» DIRECTION
Answer these questions using the text on Teodor Lacki below.
1. Whom did Teodor Lacki marry?
2. In what year did the boyar Ivan Lacki flee Moscow?
3. With whom did Lacki work on alchemical experiments in Rome in 1589?

─── TEXT BLOCK

- Died: 1619
- Noble family: Lacki
- Spouse: Izabela Bonarelli de Roeve (it. Isabella Bonarelli della Rovere)
- Issue: Katarzyna, Jan Alfons

= Teodor Lacki =

Teodor Lacki (died 1619) – Hussar rotmistrz, Lithuanian field writer (lat. notarius campestris), and alchemist.

== Biography ==
Lacki came from the Lacki noble family based in the area of Troki (now Trakai, Lithuania). The family originated in the Grand Duchy of Moscow and Teodor was related to the boyar Ivan Lacki, who had fled Moscow in 1535 with Siemion Bielski and entered the service of the king of Poland.

Teodor Lacki traveled a great deal. He spent 1584-86 in Italy, and later went to France, Germany, the Netherlands, and Malta. While in Rome in 1589, Lacki worked with Michael Sendivogius on alchemical experiments to turn copper into silver.

──────
─── LISTING

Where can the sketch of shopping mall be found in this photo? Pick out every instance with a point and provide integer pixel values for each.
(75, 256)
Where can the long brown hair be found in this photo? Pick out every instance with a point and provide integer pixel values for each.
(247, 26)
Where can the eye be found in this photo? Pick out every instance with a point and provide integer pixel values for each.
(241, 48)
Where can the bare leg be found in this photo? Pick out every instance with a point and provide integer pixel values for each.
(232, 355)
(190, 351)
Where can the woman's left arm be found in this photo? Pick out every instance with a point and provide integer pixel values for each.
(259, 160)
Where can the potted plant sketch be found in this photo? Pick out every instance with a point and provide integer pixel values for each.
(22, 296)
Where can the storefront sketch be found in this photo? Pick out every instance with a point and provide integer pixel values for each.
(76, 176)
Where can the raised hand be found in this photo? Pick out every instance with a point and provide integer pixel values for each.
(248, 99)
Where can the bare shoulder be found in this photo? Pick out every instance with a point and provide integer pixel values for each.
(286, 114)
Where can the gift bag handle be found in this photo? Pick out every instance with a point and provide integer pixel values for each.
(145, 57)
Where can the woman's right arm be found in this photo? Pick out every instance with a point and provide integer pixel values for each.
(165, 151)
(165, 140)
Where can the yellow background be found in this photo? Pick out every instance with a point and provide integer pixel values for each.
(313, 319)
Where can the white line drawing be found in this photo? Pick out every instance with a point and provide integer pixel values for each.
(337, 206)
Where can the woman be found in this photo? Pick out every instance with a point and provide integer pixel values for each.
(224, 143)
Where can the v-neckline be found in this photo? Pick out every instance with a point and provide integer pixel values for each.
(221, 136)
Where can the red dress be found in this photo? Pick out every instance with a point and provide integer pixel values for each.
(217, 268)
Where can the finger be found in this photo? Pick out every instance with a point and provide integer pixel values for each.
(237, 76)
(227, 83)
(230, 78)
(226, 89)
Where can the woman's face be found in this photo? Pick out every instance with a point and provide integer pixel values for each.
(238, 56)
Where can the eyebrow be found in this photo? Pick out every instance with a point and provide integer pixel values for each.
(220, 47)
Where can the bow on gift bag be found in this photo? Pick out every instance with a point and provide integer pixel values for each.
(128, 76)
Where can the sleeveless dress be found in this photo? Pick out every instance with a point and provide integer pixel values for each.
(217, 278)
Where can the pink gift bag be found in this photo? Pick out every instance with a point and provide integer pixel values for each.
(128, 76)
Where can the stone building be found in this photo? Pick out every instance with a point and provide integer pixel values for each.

──────
─── LISTING

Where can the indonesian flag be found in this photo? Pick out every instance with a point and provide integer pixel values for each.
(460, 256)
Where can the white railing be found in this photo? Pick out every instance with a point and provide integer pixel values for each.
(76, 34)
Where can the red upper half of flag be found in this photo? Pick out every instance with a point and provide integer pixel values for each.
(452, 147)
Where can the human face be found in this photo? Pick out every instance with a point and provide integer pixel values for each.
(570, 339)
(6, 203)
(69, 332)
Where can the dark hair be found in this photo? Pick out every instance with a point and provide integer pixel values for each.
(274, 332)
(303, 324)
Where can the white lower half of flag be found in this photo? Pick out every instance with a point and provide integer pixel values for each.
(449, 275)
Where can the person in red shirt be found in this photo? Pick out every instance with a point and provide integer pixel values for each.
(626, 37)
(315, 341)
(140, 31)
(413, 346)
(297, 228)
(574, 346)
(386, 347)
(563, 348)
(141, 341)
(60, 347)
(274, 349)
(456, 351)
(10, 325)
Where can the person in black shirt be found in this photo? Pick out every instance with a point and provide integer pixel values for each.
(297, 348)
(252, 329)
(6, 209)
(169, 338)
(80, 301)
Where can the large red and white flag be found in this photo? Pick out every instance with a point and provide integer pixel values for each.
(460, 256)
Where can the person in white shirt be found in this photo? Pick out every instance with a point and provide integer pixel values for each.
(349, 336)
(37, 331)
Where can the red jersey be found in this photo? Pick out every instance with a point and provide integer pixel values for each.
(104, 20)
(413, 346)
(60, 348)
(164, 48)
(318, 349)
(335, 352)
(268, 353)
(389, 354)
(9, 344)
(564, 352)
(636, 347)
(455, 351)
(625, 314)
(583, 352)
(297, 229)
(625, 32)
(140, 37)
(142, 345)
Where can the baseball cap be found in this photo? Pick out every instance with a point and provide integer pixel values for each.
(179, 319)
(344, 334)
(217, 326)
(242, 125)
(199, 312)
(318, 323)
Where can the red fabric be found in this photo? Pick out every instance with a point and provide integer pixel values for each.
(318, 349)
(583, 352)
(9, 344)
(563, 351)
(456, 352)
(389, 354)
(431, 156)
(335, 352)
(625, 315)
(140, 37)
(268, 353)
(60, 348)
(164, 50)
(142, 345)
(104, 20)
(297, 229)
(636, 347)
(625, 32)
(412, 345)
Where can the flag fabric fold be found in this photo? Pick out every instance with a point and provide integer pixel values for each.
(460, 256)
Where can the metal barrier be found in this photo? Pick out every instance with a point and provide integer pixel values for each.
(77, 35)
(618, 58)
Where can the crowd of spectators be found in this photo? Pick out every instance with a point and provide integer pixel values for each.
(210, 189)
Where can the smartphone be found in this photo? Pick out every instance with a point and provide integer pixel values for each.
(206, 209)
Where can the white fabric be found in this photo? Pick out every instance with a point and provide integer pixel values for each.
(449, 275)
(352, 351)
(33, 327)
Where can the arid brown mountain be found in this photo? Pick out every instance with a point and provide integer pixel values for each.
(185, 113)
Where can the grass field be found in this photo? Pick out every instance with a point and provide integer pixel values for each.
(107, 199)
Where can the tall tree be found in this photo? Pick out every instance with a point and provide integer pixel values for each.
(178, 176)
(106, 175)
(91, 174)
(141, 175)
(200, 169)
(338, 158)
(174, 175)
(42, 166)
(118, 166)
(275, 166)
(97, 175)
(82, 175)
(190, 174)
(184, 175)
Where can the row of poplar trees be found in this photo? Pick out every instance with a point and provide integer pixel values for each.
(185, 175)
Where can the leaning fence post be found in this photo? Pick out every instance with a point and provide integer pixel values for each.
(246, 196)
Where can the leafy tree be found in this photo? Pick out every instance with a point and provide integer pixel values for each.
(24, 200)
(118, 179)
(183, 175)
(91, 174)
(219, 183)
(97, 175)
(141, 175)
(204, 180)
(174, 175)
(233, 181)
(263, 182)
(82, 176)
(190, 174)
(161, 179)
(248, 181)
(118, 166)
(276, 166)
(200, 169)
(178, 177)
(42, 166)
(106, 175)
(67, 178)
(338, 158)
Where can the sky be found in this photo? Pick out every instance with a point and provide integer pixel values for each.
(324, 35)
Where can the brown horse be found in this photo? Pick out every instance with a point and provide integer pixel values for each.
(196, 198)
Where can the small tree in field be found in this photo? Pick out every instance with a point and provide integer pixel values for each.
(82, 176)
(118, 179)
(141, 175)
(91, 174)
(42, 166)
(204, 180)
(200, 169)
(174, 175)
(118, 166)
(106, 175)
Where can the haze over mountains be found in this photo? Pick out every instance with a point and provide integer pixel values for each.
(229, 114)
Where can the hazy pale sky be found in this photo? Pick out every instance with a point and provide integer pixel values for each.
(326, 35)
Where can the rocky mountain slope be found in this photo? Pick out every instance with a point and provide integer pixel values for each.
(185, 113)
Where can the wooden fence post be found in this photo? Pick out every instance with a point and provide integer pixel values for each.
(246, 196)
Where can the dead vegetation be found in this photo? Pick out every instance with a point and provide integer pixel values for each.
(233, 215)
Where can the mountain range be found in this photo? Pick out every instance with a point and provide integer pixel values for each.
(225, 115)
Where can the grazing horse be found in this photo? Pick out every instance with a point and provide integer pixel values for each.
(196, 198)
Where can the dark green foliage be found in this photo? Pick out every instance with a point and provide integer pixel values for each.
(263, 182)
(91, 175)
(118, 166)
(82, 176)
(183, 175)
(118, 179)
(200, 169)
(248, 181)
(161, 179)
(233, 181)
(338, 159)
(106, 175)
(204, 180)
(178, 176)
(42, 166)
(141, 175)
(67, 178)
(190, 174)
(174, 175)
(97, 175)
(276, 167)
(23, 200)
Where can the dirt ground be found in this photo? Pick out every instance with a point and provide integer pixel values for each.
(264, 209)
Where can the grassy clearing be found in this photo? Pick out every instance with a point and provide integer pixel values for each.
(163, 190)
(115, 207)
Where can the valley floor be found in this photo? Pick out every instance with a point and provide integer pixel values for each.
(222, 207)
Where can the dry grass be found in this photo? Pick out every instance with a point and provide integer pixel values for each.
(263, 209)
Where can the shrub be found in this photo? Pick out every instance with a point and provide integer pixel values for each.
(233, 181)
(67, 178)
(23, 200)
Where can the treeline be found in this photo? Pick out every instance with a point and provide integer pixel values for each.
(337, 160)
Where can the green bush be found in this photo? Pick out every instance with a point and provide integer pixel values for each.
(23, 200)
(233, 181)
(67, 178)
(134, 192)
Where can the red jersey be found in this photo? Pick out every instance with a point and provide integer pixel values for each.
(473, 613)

──────

» SOLVED PROBLEM
1. Izabela Bonarelli de Roeve (Isabella Bonarelli della Rovere)
2. 1535
3. Michael Sendivogius